Exercise brief: Copy the entries below exactly. Images do not belong in the copy.

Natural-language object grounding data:

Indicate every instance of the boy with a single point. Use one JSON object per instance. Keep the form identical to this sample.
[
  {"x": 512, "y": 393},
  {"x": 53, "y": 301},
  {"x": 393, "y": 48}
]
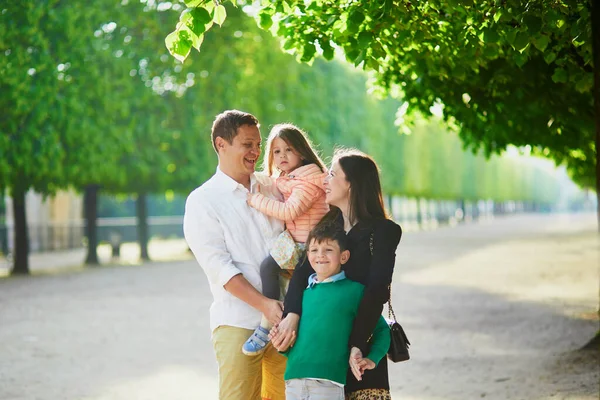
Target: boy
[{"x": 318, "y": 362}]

Answer to this problem:
Indicate every instance of the boy with a single point. Use one JSON object per instance. Keep the form identical to this sample.
[
  {"x": 512, "y": 393},
  {"x": 53, "y": 301},
  {"x": 393, "y": 48}
]
Target: boy
[{"x": 318, "y": 362}]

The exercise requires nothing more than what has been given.